### Seitenauszug:
Das eingesetzte reichsdeutsche Personal war im Morden geübt. Viele waren bereits im Rahmen der »Aktion T4« genannten Tötung von Insassen von Heil- und Pflegeanstalten tätig gewesen.44 Die federführende »Kanzlei des Führers«45 hatte die Mörder nach Lublin geschickt. Globocnik standen erfahrene, motivierte und weltanschaulich gefestigte Männer zur Verfügung. Sie mordeten aus Überzeugung und äußerst effektiv.46
Die irrtümliche Vorverlegung des Beginns des Holocaust hat für die Rechtsfrage, wie das Verbrechensgeschehen und Eichmanns Beteiligung zu werten sind, freilich keine Bedeutung. Das Gericht betrachtete »alle im Zuge der Ausführung der Endlösung der Judenfrage begangenen Handlungen als eine Einheit«.47 Diese Rechtsauffassung hat Bestand, auch wenn die Jerusalemer Richter historisch unzutreffend davon ausgegangen sind, dass Hitlers Vernichtungsbefehl »ein einziger, genereller, allumfassender Befehl«48 gewesen war. Ihre von der Forschung verworfenen tatsächlichen Feststellungen machten somit die rechtliche Wertung nicht falsch. An der Darstellung des arbeitsteilig begangenen Kollektivverbrechens ändert die Tatsache, dass es Mitte 1941 keinen verbindlichen, allumfassenden Mordbefehl Hitlers gegeben hat, nichts.49 Fraglos richtig ist deshalb, dass im Verlauf des Jahres 1942 der »Wille der Planenden und der Hauptausführungsorgane […] der gleiche […] war […] wie der des Urhebers, einheitlich und umfassend«.50 Rechtlich betrachtet setzte sich der »strafbare Vorsatz« der Holocaust-Täter »unentwegt fort und umfaßte all die begangenen Handlungen, solange die Aufgabe in ihrer Gesamtheit nicht durchgeführt war«51, sprich: nicht alle Juden restlos vernichtet waren.

(Teil einer Datendatei)

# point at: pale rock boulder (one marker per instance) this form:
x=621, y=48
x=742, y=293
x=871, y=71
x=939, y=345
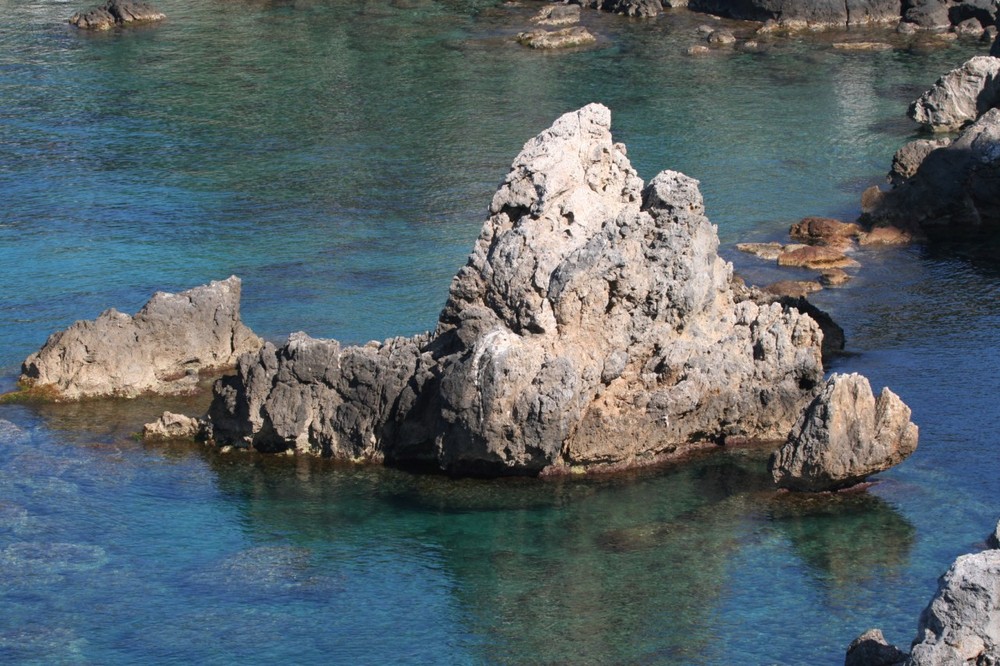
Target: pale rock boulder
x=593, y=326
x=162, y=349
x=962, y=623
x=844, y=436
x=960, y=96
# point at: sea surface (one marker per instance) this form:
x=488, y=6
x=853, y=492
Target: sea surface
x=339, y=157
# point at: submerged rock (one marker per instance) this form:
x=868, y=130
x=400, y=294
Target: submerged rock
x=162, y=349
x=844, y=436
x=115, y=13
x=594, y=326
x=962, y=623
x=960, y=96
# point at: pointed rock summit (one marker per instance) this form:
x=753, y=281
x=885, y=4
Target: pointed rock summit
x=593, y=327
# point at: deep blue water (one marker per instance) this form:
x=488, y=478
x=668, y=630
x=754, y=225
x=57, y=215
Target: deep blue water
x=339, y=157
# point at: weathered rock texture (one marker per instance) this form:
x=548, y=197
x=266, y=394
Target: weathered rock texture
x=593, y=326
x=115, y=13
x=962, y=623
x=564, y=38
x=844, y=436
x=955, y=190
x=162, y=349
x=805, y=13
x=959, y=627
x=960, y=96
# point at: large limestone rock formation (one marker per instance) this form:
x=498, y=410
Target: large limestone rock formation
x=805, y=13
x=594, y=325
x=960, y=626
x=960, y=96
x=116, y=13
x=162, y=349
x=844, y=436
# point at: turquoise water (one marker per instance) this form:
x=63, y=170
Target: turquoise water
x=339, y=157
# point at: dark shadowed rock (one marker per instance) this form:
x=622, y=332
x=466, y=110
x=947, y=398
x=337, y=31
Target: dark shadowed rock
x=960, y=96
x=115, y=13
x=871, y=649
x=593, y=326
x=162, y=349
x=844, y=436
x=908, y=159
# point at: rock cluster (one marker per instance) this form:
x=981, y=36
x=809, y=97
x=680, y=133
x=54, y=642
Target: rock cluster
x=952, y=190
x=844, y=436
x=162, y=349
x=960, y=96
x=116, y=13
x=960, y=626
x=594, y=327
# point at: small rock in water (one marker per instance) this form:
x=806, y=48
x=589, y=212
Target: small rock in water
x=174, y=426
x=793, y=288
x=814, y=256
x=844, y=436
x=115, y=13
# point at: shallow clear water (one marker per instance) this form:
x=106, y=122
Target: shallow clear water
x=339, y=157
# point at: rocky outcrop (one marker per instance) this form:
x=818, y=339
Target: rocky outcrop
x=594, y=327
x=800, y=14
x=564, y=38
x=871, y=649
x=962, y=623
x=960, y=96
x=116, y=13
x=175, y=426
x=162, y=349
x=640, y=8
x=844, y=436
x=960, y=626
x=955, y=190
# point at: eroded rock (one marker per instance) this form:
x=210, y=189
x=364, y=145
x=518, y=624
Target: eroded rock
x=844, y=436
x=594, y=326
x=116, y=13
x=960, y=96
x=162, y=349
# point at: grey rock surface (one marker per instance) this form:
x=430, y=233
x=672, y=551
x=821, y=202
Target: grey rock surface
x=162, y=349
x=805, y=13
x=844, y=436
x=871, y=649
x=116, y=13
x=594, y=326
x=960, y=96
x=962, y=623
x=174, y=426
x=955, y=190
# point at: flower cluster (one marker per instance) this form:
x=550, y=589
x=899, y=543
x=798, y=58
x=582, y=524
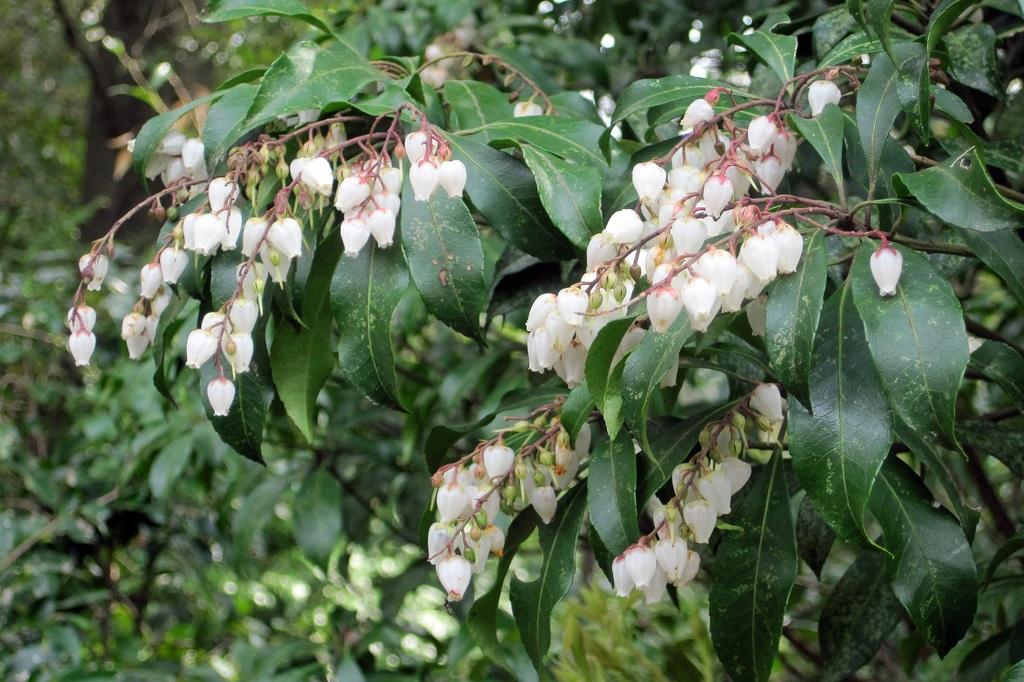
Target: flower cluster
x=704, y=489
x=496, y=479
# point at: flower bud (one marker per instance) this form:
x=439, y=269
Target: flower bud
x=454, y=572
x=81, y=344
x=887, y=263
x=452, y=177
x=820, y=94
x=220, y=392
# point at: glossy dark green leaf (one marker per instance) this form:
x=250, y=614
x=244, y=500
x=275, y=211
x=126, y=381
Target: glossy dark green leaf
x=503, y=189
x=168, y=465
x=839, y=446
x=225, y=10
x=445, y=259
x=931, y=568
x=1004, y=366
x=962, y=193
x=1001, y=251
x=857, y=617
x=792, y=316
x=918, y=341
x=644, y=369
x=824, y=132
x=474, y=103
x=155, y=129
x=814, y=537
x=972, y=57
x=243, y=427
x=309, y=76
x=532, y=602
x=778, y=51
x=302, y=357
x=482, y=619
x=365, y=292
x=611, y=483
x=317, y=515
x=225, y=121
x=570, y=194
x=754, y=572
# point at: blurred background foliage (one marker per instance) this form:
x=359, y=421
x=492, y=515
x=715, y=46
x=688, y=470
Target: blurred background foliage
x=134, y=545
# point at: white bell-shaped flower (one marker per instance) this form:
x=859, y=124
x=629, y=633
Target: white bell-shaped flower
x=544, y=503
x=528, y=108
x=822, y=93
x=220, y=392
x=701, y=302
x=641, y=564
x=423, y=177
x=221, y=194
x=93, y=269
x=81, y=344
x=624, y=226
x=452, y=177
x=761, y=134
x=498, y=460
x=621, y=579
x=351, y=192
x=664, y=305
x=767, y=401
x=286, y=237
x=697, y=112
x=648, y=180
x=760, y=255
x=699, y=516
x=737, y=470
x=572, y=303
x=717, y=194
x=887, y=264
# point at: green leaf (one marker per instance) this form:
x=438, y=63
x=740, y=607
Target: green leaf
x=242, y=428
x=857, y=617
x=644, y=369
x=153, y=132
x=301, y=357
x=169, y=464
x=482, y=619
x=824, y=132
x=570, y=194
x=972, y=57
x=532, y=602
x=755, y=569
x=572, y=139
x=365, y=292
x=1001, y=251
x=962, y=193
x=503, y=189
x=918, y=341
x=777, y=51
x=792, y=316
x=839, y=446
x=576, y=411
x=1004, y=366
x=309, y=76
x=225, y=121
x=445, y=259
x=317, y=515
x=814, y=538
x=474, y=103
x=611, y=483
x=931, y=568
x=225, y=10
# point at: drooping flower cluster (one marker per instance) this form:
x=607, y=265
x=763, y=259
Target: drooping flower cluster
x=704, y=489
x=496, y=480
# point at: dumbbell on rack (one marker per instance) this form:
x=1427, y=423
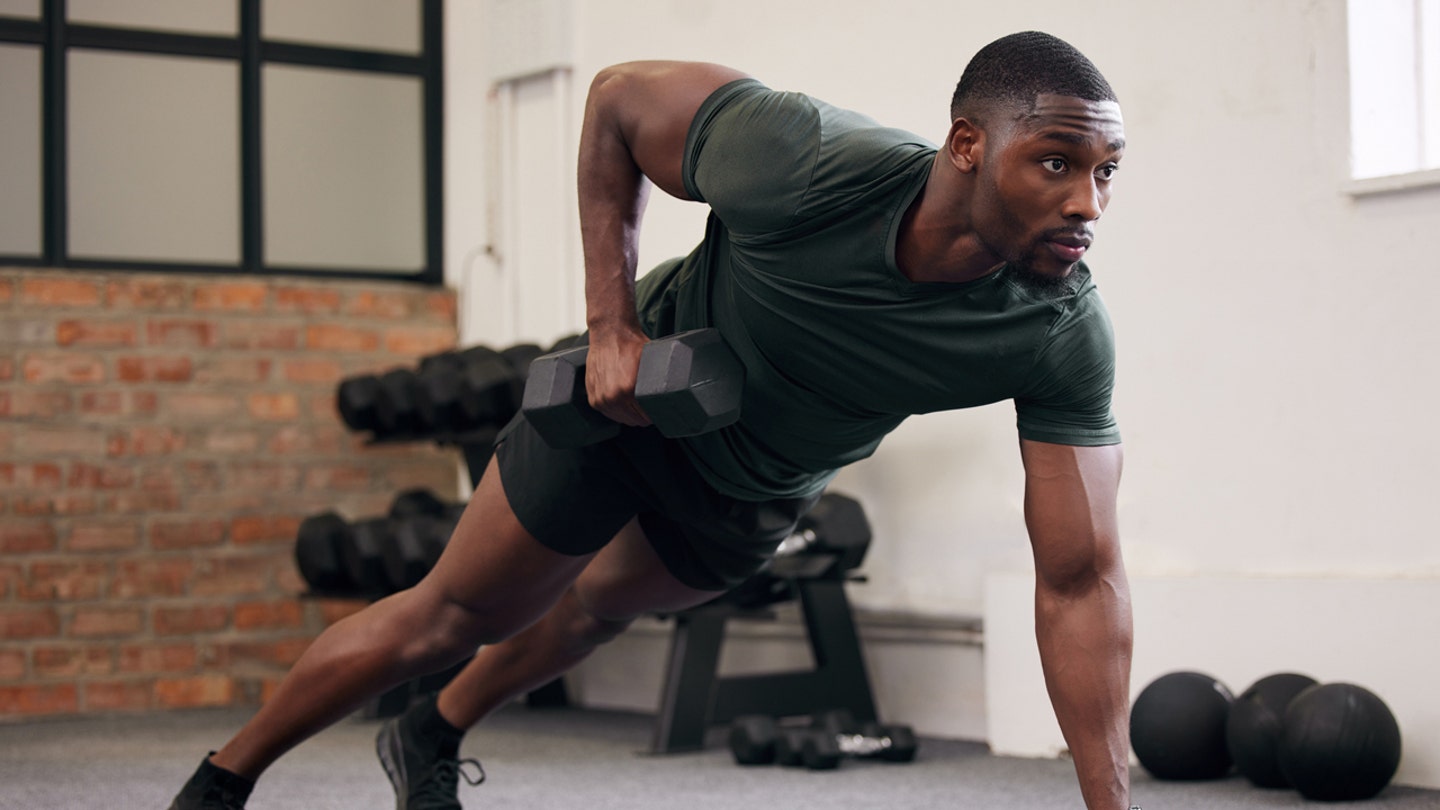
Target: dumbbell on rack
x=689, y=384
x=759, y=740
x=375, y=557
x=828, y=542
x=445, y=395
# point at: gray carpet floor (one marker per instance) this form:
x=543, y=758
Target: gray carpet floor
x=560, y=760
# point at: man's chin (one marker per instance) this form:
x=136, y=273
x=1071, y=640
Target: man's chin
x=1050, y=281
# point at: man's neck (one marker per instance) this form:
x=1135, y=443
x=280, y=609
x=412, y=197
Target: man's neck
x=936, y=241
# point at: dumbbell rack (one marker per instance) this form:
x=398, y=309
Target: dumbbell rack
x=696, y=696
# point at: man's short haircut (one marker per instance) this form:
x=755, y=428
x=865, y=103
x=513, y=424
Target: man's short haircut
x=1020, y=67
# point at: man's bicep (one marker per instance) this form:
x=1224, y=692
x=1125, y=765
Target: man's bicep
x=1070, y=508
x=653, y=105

### Deine Aufgabe:
Fasse den Seitenauszug in genau zwei Sätzen zusammen. Das Material kommt aus einer anderen Quelle als der Seitenauszug.

### Antwort zur Aufgabe:
Das nach Lublin geschickte reichsdeutsche Personal, von dem viele schon an der »Aktion T4« beteiligt gewesen waren, mordete aus Überzeugung und äußerst effektiv. Obwohl die Jerusalemer Richter historisch unzutreffend von einem einzigen, allumfassenden Vernichtungsbefehl Hitlers ausgingen, bleibt ihre Rechtsauffassung bestehen, alle Handlungen zur Ausführung der Endlösung als Einheit zu werten, bei der sich der strafbare Vorsatz der Täter fortsetzte, solange nicht alle Juden vernichtet waren.